■ Requirements: Count the lines in the entries below that contain the string "white" with the same capitalization, and reply with only that number.

Excerpts from a detection dataset:
- - -
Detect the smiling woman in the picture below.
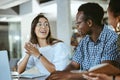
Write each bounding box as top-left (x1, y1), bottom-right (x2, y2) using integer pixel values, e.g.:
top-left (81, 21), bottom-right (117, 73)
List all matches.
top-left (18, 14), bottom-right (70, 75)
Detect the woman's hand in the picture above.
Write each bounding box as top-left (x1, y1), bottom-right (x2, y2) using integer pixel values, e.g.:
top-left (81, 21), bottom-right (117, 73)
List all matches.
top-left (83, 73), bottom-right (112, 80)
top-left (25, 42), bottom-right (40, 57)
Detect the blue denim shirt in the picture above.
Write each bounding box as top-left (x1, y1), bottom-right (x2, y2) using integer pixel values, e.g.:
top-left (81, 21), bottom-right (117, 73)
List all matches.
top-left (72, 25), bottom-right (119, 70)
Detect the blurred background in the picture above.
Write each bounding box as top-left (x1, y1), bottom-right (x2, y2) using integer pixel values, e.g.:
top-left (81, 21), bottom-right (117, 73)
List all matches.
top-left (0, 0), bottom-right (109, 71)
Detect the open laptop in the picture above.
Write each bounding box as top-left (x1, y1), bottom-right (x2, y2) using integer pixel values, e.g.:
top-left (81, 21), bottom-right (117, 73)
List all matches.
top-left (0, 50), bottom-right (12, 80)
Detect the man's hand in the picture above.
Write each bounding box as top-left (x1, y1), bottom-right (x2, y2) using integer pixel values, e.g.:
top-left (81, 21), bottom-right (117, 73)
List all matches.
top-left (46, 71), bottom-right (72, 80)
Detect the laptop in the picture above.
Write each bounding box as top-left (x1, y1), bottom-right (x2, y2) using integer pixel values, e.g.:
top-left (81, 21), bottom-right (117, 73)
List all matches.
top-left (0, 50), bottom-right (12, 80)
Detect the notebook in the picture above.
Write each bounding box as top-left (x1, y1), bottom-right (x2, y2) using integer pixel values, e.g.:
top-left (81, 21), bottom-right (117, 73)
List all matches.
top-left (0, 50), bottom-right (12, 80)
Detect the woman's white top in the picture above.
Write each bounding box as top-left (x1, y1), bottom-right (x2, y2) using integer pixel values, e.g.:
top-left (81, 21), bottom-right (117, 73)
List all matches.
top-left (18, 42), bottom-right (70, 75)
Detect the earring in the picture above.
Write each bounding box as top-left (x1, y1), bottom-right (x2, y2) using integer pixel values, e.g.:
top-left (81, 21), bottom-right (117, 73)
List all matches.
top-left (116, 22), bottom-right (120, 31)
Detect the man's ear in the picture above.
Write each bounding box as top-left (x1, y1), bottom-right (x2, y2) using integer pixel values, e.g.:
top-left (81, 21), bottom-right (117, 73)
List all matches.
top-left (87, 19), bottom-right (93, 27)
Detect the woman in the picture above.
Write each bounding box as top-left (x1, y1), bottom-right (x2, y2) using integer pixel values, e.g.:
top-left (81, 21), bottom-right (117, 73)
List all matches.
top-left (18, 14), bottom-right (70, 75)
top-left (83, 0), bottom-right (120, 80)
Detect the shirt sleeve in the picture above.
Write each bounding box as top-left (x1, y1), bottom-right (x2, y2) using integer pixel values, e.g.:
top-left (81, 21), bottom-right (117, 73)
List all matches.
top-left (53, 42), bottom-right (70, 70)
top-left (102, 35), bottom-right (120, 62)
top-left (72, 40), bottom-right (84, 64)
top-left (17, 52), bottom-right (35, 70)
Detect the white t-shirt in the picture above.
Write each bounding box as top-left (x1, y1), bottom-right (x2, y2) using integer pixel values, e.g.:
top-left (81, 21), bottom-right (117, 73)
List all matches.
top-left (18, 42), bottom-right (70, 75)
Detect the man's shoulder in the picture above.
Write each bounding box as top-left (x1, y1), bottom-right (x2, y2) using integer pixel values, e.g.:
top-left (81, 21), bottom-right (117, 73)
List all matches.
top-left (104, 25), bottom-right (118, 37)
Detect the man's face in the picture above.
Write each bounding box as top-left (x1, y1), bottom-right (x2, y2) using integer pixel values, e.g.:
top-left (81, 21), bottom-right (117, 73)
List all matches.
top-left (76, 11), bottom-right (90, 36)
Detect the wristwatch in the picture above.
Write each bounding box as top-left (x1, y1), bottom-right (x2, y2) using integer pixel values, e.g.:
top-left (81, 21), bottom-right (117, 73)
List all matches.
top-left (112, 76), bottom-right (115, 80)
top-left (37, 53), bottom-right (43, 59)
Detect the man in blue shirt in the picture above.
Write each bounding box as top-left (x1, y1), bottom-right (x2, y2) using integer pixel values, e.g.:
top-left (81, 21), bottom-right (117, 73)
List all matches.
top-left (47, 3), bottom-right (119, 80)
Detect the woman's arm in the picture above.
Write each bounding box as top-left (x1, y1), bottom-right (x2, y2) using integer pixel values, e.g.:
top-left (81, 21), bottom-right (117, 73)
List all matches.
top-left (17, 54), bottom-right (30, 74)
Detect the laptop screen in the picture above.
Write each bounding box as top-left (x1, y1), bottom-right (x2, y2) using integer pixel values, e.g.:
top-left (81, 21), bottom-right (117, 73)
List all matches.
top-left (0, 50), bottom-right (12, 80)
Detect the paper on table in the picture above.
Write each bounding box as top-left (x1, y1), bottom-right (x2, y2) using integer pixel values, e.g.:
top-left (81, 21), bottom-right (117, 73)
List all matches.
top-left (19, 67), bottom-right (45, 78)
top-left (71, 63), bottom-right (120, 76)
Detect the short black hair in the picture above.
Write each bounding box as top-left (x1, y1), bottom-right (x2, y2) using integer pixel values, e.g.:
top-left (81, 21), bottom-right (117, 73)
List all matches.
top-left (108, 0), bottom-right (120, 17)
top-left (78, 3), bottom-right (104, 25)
- - -
■ Response to the exercise: 2